# Description of the task
Which lines in the listing below contain the word "onion", with capitalization counting? Select each of them and copy it out in full.

[Recorded data]
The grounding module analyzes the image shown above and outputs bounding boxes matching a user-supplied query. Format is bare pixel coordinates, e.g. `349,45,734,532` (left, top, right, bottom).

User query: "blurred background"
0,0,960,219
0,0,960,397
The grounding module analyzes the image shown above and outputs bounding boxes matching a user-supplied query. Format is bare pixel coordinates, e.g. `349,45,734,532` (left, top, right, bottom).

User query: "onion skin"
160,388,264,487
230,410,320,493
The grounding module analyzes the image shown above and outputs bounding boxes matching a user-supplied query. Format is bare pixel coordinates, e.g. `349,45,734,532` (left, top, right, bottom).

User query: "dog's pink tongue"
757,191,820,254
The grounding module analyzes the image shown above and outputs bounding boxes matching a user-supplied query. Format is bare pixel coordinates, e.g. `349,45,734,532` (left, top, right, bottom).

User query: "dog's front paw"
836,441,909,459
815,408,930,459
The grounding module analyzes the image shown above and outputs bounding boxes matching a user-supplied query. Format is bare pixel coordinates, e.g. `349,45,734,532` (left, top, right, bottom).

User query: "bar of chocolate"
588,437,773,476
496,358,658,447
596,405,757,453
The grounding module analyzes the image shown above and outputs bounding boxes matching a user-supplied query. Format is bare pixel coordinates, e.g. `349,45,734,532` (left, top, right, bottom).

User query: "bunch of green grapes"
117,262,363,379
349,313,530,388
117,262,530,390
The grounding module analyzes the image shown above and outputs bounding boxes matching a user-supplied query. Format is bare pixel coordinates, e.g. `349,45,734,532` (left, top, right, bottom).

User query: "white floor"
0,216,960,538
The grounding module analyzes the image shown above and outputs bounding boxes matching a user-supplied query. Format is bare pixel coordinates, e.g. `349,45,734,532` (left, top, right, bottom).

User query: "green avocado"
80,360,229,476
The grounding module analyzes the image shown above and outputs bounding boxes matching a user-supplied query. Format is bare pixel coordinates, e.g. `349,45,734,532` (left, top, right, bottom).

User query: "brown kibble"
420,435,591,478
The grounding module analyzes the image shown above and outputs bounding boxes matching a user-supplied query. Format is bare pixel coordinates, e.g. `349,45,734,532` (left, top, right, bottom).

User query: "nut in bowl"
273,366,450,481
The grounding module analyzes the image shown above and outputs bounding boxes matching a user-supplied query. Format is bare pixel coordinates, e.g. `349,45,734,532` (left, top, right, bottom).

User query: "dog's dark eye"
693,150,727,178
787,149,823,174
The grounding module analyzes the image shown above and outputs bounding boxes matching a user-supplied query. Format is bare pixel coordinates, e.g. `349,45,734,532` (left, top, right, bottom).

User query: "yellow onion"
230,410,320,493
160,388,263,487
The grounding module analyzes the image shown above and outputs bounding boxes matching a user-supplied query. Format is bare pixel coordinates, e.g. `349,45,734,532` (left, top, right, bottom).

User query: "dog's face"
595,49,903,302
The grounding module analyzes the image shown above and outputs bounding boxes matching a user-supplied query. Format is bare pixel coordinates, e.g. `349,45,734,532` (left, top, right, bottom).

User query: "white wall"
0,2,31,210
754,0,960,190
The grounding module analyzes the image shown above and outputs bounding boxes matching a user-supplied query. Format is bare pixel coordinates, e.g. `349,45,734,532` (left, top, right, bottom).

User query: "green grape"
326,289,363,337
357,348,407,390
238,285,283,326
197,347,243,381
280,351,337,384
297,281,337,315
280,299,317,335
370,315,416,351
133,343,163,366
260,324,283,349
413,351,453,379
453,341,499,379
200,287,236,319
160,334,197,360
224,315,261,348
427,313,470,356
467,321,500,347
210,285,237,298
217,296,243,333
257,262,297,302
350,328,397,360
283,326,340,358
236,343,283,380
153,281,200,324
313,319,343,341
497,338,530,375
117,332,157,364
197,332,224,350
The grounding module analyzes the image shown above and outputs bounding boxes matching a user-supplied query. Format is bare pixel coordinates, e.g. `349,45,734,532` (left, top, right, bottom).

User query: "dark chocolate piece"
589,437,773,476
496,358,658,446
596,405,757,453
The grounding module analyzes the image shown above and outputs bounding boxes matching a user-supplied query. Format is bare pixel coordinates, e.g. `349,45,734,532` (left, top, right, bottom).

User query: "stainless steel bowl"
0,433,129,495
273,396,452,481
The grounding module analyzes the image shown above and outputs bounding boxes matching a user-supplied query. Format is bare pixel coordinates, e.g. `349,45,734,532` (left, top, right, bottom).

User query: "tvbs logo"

# Solution for this problem
User query: "onion skin"
User query: "yellow onion"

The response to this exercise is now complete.